### [Task goal]
Return the passage of the Lent article below word for word, starting at "It forces you" and ending at "said you would.".

Trebs, Greggs and hogging library seats: Here’s what each uni needs to give up for lent
Edi students, it’s time to give up the Pollock boys
It’s that time of year when rotting in bed with a family size bag of Mini Eggs is officially a festive activity, and the idea of wolfing down chocolate at any second of the day seems totally reasonable because after all, it’s almost Easter.
It’s not easy being a student during the spring semester, and with looming dissertation deadlines and exam season on the horizon, nothing seems more appealing than curling up into a ball with some chocolate and ignoring the world.
It forces you to reflect on some of your most horrific habits, all while climbing over the mountain of dirty plates you’ve got on your bedroom floor and ignoring that pile of washing you were planning on taking home two months ago.
There’s no better time than Lent to think about sacrificing those daily £5 matcha lattes, or start actually walking to your lectures every week, just like you said you would.
You’ve got the chance to spend a glorious 40 days and 40 nights feeling smug after ditching your caffeine addiction and avoiding the 12pm rush in the campus Greggs’ queue. Make the most of it. Here’s everything students from almost every Russell Group university in the country desperately need to give up for Lent this year – and we’re not going easy on you either.

### [Records provided]
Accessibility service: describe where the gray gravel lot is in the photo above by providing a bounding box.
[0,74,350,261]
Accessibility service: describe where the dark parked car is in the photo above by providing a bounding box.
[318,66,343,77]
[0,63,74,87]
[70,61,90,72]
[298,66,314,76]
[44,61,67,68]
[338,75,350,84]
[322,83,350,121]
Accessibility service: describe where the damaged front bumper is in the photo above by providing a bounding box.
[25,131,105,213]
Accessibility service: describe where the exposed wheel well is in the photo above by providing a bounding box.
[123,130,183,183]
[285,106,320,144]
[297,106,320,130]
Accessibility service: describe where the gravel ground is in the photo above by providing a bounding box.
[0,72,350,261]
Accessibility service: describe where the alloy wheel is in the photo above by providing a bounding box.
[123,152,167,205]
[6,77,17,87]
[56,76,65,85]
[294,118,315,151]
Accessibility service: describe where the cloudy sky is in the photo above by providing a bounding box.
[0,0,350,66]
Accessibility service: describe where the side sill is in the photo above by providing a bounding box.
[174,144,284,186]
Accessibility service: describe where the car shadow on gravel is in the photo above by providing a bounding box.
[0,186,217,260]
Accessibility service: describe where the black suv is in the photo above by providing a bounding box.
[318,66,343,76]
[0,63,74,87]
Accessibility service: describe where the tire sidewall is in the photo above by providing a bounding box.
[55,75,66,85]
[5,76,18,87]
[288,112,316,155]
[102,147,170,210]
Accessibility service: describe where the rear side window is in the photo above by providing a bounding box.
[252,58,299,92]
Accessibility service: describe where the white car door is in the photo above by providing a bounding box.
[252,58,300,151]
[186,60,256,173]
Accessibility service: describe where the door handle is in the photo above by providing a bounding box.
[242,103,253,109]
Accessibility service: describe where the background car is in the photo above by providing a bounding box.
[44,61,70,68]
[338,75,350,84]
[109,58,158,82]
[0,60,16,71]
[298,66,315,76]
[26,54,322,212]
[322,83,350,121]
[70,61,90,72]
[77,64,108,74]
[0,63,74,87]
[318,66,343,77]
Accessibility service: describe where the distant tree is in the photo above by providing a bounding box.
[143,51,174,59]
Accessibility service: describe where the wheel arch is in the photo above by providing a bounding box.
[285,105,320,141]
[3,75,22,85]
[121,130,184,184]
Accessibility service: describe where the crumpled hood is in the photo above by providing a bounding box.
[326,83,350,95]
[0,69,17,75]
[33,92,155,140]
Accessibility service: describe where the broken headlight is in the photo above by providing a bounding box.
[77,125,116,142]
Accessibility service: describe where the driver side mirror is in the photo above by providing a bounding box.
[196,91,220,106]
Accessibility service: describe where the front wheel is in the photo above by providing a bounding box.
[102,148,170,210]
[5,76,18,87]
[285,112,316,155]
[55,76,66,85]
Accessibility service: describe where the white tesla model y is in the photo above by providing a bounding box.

### [Answer in full]
It forces you to reflect on some of your most horrific habits, all while climbing over the mountain of dirty plates you’ve got on your bedroom floor and ignoring that pile of washing you were planning on taking home two months ago.
There’s no better time than Lent to think about sacrificing those daily £5 matcha lattes, or start actually walking to your lectures every week, just like you said you would.